Truth be told the politics were eating me alive. I couldn’t deal with someone being the flavor of the month for a external reason when they were getting the breaks sans talent. I couldn’t stand seemingly having to work as harder than my male counterparts because of my given gender. Worse yet, people wanted to box me in because of my act. Male bookers wanted to hide me because either I challenged their perceptions of what a woman comedian should have been, was a prop act, or was funnier than their good old boys. Because I wasn’t easy to box in I had to fight harder and often felt like a round peg in a square hole. I got bitter about how the business worked. Going onstage started to become less of a treat and more of a chore as the club I hosted my mic at was seemingly slaving me to death for no reward in return.
That’s when I got on Reality TV.  Yes, we know the story, April and her puppet children. You would have thought the club I worked so hard for would have kissed my ass, right? Instead they fired me from my own mic.
I thought the standup doors would burst open but instead it seemed they closed tighter than ever. I would have been sad except other doors started opening; doors that involved writing, acting, television work and music as well as being a talking head. In addition I found myself becoming an outspoken advocate for those with HIV, women who were victims of stalking/dating violence, and children who were bullied. At first I was bitter that it seemed like for as much time and energy as I gave standup I got nothing in return, but that bitterness faded as other doors opened in abundance. Then suddenly I went from being angry I was seemingly cheated because I wasn’t a perky harmless woman or whining heffer in a male dominated art form but rather apathetic because I was doing so much else with my life.

*PROVIDED MATERIAL*
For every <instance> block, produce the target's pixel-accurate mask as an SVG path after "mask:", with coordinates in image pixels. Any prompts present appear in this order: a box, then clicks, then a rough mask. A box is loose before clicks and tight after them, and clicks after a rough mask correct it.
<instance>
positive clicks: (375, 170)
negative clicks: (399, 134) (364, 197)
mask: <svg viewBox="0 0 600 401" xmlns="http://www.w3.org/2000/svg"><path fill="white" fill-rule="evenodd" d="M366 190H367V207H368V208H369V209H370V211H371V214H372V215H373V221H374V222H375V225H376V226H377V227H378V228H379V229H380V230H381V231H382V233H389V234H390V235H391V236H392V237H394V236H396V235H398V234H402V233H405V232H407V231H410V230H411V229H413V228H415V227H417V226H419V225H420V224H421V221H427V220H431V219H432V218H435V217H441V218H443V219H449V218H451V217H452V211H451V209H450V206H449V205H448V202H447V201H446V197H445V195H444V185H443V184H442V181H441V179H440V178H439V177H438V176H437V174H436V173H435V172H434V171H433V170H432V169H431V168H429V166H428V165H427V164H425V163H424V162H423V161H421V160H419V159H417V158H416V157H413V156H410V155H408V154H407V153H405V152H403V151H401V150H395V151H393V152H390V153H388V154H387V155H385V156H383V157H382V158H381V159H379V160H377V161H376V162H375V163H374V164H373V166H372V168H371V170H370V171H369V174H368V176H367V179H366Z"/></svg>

*PROBLEM 1*
Answer these questions about the standup essay:
(a) What did the club do after the narrator got on Reality TV?
(b) Which kinds of work were behind the doors that started opening for the narrator?
(c) Which three groups did the narrator become an outspoken advocate for?
*PROBLEM 2*
Rewrite the entries that follow the standup essay, changing every "clicks" to "taps" and keeping everything else the same.

*EXERCISE RESULT 1*
(a) They fired the narrator from the narrator's own mic.
(b) Writing, acting, television work, music, and being a talking head.
(c) Those with HIV, women who were victims of stalking/dating violence, and children who were bullied.

*EXERCISE RESULT 2*
For every <instance> block, produce the target's pixel-accurate mask as an SVG path after "mask:", with coordinates in image pixels. Any prompts present appear in this order: a box, then taps, then a rough mask. A box is loose before taps and tight after them, and taps after a rough mask correct it.
<instance>
positive taps: (375, 170)
negative taps: (399, 134) (364, 197)
mask: <svg viewBox="0 0 600 401" xmlns="http://www.w3.org/2000/svg"><path fill="white" fill-rule="evenodd" d="M366 190H367V207H368V208H369V209H370V211H371V214H372V215H373V221H374V222H375V225H376V226H377V227H378V228H379V229H380V230H381V231H382V233H389V234H390V235H391V236H392V237H394V236H396V235H398V234H402V233H405V232H407V231H410V230H411V229H413V228H415V227H417V226H419V225H420V224H421V221H427V220H431V219H432V218H435V217H441V218H443V219H449V218H451V217H452V211H451V209H450V206H449V205H448V202H447V201H446V197H445V195H444V185H443V184H442V181H441V179H440V178H439V177H438V176H437V174H436V173H435V172H434V171H433V170H432V169H431V168H429V166H428V165H427V164H425V163H424V162H423V161H421V160H419V159H417V158H416V157H413V156H410V155H408V154H407V153H405V152H403V151H401V150H395V151H393V152H390V153H388V154H387V155H385V156H383V157H382V158H381V159H379V160H377V161H376V162H375V163H374V164H373V166H372V168H371V170H370V171H369V174H368V176H367V179H366Z"/></svg>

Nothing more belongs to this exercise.